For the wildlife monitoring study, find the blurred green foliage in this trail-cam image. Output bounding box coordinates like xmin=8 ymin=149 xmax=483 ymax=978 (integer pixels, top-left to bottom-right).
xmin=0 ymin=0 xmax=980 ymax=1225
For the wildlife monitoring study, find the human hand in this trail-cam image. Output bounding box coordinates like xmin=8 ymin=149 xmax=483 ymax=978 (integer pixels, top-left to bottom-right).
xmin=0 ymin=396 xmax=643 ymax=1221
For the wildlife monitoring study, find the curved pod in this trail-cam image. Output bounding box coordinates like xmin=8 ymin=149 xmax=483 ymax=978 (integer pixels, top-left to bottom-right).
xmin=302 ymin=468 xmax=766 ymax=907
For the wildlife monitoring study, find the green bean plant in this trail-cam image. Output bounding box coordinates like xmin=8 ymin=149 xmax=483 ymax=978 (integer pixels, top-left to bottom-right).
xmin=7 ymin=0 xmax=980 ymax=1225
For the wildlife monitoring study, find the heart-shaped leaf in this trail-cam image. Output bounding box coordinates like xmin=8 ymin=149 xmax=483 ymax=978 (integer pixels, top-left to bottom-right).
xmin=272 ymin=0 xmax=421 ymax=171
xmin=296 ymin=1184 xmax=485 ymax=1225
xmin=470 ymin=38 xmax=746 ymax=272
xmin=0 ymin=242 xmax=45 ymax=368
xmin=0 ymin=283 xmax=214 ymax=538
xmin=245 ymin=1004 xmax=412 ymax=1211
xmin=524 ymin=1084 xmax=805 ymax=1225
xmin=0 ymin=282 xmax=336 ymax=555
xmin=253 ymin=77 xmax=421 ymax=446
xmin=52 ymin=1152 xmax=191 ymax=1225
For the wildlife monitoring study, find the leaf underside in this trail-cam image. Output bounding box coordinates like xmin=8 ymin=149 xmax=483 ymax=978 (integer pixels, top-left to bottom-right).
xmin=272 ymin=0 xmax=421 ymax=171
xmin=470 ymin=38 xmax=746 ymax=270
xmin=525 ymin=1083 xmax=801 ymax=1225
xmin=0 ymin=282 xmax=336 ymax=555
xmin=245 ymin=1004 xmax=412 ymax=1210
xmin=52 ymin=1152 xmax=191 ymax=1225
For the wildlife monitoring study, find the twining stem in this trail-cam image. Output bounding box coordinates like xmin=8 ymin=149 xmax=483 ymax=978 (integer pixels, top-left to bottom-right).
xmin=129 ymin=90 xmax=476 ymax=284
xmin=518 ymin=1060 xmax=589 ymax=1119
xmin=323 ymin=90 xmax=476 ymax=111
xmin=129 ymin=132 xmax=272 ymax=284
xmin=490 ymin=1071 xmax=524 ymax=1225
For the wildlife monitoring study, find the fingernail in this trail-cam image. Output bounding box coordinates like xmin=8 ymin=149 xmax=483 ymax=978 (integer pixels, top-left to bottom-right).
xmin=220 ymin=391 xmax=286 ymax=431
==========
What you need to do:
Rewrite all of the entries above, replacing every instance of "wildlife monitoring study" with "habitat survey" and leaving everything else unchanged.

Written answer:
For the habitat survey, find the blurred green foliage in this trail-cam image. Output bounding box coordinates like xmin=8 ymin=149 xmax=483 ymax=978 (integer pixels, top-left to bottom-right).
xmin=0 ymin=0 xmax=980 ymax=1225
For the habitat survey, find the human hand in this trail-cam image. Output bounding box coordinates like xmin=8 ymin=149 xmax=483 ymax=978 (integer pixels, top-left to bottom-right).
xmin=0 ymin=396 xmax=643 ymax=1221
For the habitat survey, find the curved pod in this trail-cam image. Output bounding box coordinates like xmin=8 ymin=149 xmax=483 ymax=978 (integer pixels, top-left to bottom-right).
xmin=302 ymin=468 xmax=766 ymax=907
For the habitat survey, find the green bean plant in this trail-cam image. Output bounding box coordinates like xmin=8 ymin=149 xmax=483 ymax=978 (integer pixels, top-left to bottom-right).
xmin=7 ymin=0 xmax=980 ymax=1225
For the habitat survey, find the heart-shaped leaf in this trail-cam image. Output bounding box coordinates like xmin=8 ymin=149 xmax=483 ymax=978 (integer pixels, top-left to bottom-right).
xmin=272 ymin=0 xmax=421 ymax=171
xmin=296 ymin=1184 xmax=485 ymax=1225
xmin=470 ymin=38 xmax=746 ymax=272
xmin=0 ymin=242 xmax=45 ymax=368
xmin=0 ymin=283 xmax=214 ymax=538
xmin=245 ymin=1004 xmax=412 ymax=1211
xmin=524 ymin=1084 xmax=805 ymax=1225
xmin=0 ymin=282 xmax=336 ymax=555
xmin=253 ymin=77 xmax=421 ymax=446
xmin=52 ymin=1152 xmax=191 ymax=1225
For the habitat survey, find the leaf underside in this trail-cam image. Output bounding box coordinates like xmin=8 ymin=149 xmax=483 ymax=978 (integer pixels, top-left to bottom-right).
xmin=272 ymin=0 xmax=421 ymax=171
xmin=470 ymin=38 xmax=746 ymax=270
xmin=525 ymin=1083 xmax=801 ymax=1225
xmin=0 ymin=282 xmax=336 ymax=555
xmin=245 ymin=1004 xmax=412 ymax=1210
xmin=52 ymin=1152 xmax=191 ymax=1225
For the habitat survey, find the twining stem in this trail-cam image. Output bounding box coordinates like xmin=8 ymin=149 xmax=483 ymax=978 (integer pixels, top-left to bottom-right).
xmin=129 ymin=90 xmax=476 ymax=284
xmin=518 ymin=1060 xmax=589 ymax=1119
xmin=323 ymin=90 xmax=476 ymax=111
xmin=129 ymin=132 xmax=272 ymax=284
xmin=490 ymin=1071 xmax=524 ymax=1225
For the habitat survey, find the fingernail in this trail-cam image. Output bounding box coordinates like xmin=8 ymin=149 xmax=483 ymax=978 (integer pixels, top-left to bottom-right).
xmin=220 ymin=391 xmax=286 ymax=431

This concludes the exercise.